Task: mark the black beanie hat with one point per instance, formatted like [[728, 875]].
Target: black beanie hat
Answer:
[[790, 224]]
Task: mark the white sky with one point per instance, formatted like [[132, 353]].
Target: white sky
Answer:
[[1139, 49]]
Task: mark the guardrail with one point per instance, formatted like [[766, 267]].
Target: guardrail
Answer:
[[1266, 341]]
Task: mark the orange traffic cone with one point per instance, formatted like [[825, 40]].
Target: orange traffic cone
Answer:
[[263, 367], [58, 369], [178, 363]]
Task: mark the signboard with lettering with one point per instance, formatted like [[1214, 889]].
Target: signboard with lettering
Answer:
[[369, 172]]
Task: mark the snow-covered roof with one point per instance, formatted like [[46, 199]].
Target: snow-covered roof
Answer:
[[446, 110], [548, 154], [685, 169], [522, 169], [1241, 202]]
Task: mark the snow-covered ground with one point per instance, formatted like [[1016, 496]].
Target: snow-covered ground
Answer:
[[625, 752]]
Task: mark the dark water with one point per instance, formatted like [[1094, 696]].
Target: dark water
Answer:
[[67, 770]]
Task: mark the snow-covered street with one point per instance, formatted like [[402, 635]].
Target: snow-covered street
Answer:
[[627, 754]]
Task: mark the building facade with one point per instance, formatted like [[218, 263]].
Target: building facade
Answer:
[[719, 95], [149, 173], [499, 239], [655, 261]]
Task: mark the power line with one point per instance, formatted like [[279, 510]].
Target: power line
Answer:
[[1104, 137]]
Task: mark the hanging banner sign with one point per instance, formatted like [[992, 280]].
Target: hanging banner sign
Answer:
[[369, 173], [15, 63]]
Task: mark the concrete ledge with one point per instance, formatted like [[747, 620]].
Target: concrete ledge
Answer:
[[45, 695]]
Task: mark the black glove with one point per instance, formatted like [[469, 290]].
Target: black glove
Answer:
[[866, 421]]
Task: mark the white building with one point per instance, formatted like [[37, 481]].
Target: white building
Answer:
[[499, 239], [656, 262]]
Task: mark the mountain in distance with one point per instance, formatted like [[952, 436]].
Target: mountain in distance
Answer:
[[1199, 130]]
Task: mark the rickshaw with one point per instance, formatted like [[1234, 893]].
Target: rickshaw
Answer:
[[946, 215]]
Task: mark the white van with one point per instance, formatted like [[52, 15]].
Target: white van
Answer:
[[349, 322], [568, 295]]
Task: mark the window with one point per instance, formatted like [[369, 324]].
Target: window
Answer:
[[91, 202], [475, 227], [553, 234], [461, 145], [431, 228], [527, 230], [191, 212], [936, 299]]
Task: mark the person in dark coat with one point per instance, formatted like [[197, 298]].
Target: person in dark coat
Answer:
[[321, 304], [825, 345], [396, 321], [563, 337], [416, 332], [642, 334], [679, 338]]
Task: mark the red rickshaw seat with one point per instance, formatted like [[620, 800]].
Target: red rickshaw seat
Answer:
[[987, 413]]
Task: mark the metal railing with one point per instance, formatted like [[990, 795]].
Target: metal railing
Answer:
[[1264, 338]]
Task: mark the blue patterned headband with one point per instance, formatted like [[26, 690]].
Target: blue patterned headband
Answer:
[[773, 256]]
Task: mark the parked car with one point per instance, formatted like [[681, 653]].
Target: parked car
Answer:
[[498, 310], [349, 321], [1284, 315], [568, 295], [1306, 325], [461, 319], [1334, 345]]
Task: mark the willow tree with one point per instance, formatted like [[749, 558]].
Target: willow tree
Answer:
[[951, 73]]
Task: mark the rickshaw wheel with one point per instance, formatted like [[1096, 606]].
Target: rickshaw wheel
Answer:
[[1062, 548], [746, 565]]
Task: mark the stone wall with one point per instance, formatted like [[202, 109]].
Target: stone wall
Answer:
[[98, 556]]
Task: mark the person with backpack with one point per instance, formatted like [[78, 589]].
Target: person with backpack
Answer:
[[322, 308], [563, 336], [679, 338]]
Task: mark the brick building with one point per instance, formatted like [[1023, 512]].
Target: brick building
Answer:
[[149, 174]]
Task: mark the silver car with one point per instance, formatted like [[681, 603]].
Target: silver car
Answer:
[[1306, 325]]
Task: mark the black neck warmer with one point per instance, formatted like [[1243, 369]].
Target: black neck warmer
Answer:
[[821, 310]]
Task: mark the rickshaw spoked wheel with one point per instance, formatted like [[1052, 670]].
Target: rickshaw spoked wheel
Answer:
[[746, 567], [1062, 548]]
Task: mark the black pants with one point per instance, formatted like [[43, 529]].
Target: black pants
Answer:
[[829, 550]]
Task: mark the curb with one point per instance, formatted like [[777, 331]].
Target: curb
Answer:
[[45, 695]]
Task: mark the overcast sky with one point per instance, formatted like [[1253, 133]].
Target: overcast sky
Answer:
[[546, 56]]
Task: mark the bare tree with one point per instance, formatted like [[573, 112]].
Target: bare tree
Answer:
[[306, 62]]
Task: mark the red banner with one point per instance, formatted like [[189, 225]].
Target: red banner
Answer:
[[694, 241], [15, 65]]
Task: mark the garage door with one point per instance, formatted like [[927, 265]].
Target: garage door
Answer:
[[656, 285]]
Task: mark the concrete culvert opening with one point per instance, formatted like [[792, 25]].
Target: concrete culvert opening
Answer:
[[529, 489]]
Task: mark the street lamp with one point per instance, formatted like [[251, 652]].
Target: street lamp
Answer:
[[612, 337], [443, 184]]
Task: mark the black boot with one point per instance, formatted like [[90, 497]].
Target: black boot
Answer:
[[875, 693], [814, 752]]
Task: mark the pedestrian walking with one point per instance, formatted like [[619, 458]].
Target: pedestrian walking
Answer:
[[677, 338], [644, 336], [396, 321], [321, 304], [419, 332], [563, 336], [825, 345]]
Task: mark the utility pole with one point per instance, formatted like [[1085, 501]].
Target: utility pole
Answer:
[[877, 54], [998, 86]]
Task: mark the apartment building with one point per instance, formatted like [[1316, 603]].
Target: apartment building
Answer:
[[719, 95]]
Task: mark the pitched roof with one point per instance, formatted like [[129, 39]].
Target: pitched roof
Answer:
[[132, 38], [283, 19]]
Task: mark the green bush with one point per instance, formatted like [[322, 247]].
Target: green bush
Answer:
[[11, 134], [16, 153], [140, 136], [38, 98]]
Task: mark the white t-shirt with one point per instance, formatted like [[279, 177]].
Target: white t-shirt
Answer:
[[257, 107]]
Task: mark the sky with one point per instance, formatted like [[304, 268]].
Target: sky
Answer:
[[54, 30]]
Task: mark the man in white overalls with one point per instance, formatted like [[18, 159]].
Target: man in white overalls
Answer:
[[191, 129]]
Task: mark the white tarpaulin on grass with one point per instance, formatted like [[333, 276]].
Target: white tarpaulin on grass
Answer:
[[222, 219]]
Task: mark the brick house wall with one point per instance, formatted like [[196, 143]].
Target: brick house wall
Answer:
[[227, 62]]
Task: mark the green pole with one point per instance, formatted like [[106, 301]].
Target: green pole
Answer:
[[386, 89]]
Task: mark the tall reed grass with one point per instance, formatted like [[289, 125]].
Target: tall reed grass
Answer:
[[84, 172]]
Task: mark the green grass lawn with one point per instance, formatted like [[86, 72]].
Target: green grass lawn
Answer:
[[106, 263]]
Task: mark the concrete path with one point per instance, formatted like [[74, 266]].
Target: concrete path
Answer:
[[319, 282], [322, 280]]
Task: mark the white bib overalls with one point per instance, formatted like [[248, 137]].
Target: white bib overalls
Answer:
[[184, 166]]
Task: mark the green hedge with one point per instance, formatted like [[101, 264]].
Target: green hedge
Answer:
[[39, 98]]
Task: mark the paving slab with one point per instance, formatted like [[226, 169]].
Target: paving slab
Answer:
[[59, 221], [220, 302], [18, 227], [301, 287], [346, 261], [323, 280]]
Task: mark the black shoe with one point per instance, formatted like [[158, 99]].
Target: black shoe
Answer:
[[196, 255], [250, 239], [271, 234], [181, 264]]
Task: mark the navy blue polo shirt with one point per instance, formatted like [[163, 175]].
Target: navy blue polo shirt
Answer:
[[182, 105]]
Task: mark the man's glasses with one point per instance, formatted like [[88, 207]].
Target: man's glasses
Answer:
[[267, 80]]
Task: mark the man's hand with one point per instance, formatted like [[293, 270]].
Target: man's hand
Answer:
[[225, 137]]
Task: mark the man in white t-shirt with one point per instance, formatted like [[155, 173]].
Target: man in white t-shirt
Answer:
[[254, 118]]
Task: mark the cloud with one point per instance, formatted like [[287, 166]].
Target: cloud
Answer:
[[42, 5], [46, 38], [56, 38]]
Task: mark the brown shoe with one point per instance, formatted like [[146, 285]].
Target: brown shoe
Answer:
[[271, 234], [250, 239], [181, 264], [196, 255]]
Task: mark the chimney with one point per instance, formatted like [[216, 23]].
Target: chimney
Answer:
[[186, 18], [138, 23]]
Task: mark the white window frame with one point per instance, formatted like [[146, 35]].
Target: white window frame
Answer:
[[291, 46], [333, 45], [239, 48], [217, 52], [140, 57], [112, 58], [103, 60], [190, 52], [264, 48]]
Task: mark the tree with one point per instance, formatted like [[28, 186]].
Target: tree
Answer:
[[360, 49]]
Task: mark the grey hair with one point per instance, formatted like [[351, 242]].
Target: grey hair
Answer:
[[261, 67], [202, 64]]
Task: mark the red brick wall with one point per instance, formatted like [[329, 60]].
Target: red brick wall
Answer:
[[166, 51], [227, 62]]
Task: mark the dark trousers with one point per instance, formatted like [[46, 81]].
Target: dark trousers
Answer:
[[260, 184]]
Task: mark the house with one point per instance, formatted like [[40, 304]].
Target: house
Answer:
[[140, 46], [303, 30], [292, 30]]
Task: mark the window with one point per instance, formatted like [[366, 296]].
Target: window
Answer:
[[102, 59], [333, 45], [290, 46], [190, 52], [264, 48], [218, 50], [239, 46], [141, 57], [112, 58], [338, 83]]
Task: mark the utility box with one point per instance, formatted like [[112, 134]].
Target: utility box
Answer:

+ + + + + + +

▶ _WHAT IS REQUIRED_: Reproduce word for word every line in the records above, from the line containing "Task: mark the metal" down to the line containing "[[829, 550]]". Include both of those lines.

▶ _TASK OUTPUT_:
Task: mark the metal railing with one point per instance, formatted like [[990, 795]].
Target: metal railing
Answer:
[[1264, 338]]
Task: mark the blue patterned headband with one point per instance, formatted like [[26, 690]].
Target: blue patterned headband
Answer:
[[773, 256]]
Task: mark the parked car with one point per instance, formatted like [[681, 653]].
Target: parked car
Answer:
[[498, 310], [349, 321], [1284, 315], [568, 295], [1306, 325], [461, 319], [1334, 345]]
Task: mark the willow tree with one point per instance, formatted like [[749, 558]].
Target: willow tree
Answer:
[[951, 73]]
Task: mark the rickshaw wheel with one point per instance, formatted like [[1096, 606]].
Target: rickshaw wheel
Answer:
[[1062, 548], [746, 565]]
Task: mark the stone wall with one point per instance, formatted like [[202, 109]].
Target: stone wall
Answer:
[[98, 556]]
Task: mark the person with backpack with one point per instance, formatted like [[78, 589]].
Target: person with backpack
Answer:
[[322, 308], [563, 336], [679, 338]]
Task: mark the brick building with one point per instance, formatted like [[1023, 512]].
Target: brick building
Answer:
[[149, 174]]
Task: mark the silver car with one point per instance, formatted like [[681, 603]].
Target: silver car
Answer:
[[1306, 325]]
Task: mark the black neck warmer with one point per instance, formatted like [[1243, 369]].
Target: black neck warmer
Answer:
[[821, 310]]
Task: mark the rickshaw spoked wheel with one point per instance, formatted like [[1052, 670]].
Target: rickshaw spoked wheel
Answer:
[[746, 567], [1062, 548]]
Task: mark the black pants with one point per instance, formatted like [[43, 529]].
Target: black pants
Answer:
[[829, 550]]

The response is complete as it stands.